- Data to process -
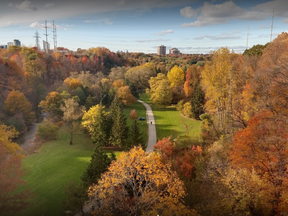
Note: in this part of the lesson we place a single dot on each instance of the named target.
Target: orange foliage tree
(17, 103)
(263, 146)
(12, 198)
(124, 94)
(138, 183)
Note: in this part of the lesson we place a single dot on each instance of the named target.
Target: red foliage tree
(263, 146)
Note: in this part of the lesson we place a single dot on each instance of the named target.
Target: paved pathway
(152, 138)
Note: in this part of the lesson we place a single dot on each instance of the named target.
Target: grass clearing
(141, 112)
(49, 170)
(169, 122)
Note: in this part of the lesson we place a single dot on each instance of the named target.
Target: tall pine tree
(119, 131)
(136, 137)
(197, 101)
(100, 161)
(99, 134)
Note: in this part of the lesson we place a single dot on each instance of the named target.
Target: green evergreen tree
(119, 130)
(100, 161)
(136, 137)
(198, 100)
(99, 135)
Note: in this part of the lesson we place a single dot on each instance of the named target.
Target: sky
(192, 26)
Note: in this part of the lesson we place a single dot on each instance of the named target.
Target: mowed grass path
(141, 112)
(57, 163)
(169, 122)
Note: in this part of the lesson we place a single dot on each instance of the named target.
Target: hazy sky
(193, 26)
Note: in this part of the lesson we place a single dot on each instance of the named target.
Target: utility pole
(272, 26)
(46, 44)
(55, 36)
(37, 44)
(247, 38)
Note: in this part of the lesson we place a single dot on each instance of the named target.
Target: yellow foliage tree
(124, 94)
(90, 117)
(138, 183)
(17, 103)
(118, 83)
(217, 81)
(176, 76)
(187, 109)
(160, 90)
(74, 83)
(6, 134)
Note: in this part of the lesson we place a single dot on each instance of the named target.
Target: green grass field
(141, 112)
(58, 163)
(169, 122)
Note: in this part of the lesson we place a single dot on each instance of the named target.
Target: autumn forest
(221, 122)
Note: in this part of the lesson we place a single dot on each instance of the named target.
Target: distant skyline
(193, 26)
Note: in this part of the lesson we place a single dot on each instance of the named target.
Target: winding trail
(152, 138)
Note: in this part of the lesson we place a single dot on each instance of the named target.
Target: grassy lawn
(58, 163)
(141, 112)
(49, 170)
(169, 122)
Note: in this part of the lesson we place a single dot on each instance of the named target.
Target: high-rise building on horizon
(174, 51)
(16, 42)
(161, 50)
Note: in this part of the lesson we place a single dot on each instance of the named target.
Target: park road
(152, 138)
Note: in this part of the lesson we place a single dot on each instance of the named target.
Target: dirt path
(152, 138)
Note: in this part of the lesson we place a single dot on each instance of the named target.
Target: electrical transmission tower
(37, 43)
(55, 36)
(46, 44)
(272, 26)
(247, 38)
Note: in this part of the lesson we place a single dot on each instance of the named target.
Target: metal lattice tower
(247, 38)
(46, 47)
(55, 36)
(37, 44)
(272, 26)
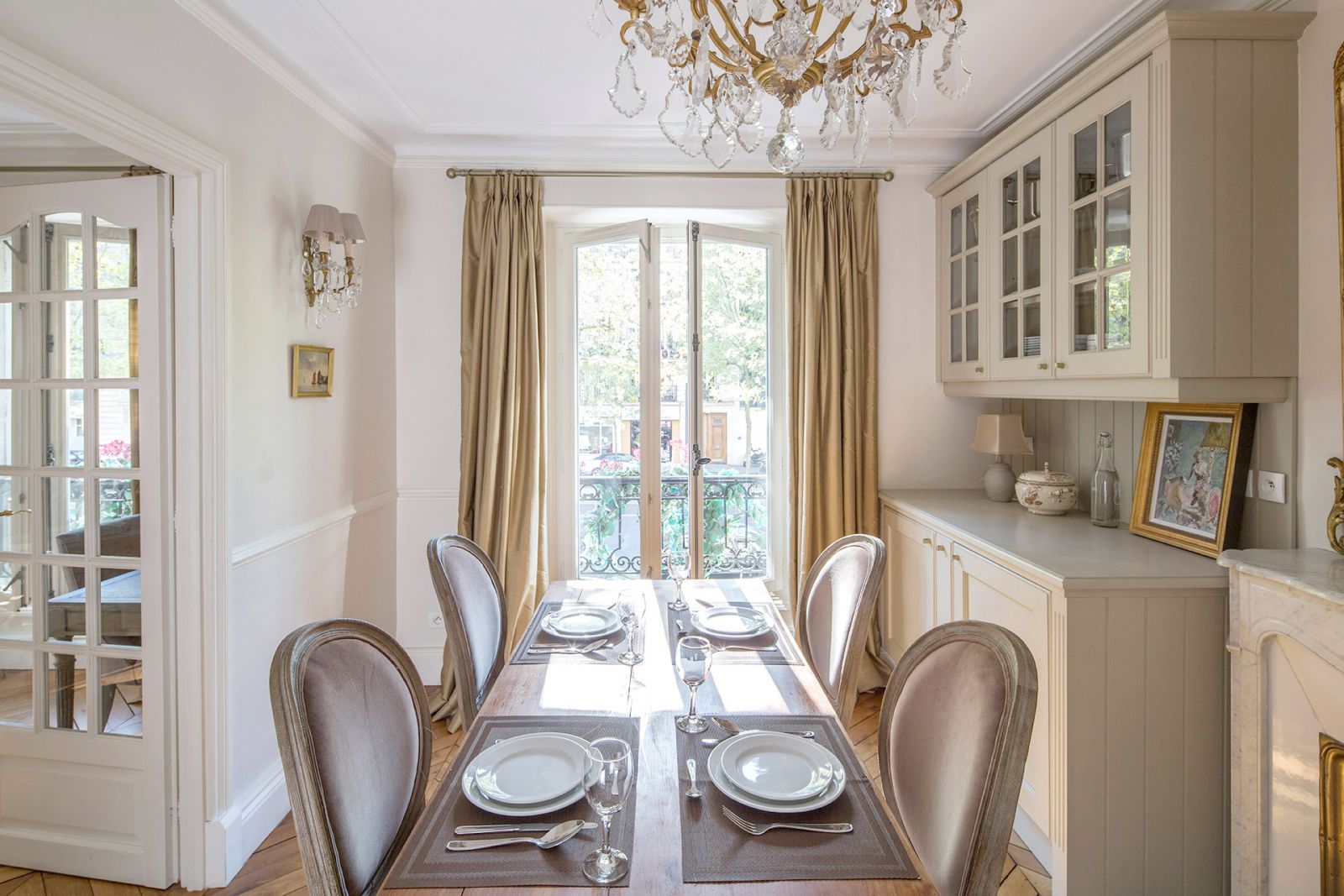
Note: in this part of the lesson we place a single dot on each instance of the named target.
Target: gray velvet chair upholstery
(472, 600)
(835, 611)
(956, 725)
(354, 736)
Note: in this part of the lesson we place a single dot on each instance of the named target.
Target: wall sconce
(329, 285)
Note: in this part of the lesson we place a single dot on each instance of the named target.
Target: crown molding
(300, 86)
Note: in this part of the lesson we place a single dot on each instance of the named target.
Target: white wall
(296, 468)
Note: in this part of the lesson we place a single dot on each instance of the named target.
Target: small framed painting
(1193, 474)
(312, 372)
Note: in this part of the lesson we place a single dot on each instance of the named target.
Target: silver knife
(511, 829)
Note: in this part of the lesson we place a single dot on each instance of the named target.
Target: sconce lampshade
(351, 228)
(1000, 434)
(324, 223)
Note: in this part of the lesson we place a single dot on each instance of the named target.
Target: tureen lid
(1046, 477)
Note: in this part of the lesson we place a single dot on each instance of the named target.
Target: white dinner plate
(732, 792)
(732, 622)
(582, 621)
(777, 768)
(530, 768)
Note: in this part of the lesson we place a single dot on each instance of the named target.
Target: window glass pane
(62, 427)
(116, 249)
(62, 250)
(118, 338)
(1085, 317)
(1119, 145)
(1119, 250)
(1085, 239)
(62, 340)
(13, 261)
(118, 426)
(1117, 311)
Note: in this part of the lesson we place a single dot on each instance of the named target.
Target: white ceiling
(526, 81)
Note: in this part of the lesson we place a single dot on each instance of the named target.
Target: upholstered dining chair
(835, 611)
(956, 725)
(472, 600)
(354, 734)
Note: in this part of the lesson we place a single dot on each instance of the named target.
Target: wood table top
(654, 692)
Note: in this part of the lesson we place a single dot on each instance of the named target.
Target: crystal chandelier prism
(725, 55)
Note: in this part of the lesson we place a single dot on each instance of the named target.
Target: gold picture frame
(311, 371)
(1193, 469)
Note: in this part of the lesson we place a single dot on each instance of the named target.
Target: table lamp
(1000, 434)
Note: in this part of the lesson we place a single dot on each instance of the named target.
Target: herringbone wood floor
(276, 869)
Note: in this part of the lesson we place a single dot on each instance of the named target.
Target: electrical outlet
(1272, 486)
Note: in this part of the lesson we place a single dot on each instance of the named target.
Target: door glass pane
(62, 340)
(1010, 344)
(1117, 311)
(116, 249)
(1119, 145)
(608, 322)
(1085, 317)
(1032, 327)
(62, 427)
(13, 261)
(1119, 250)
(1085, 239)
(62, 250)
(734, 432)
(118, 338)
(1032, 191)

- Aim -
Please extract every line of the records that contains the word "foliage".

- Complete response -
Target: orange foliage tree
Target: red foliage tree
Target: yellow foliage tree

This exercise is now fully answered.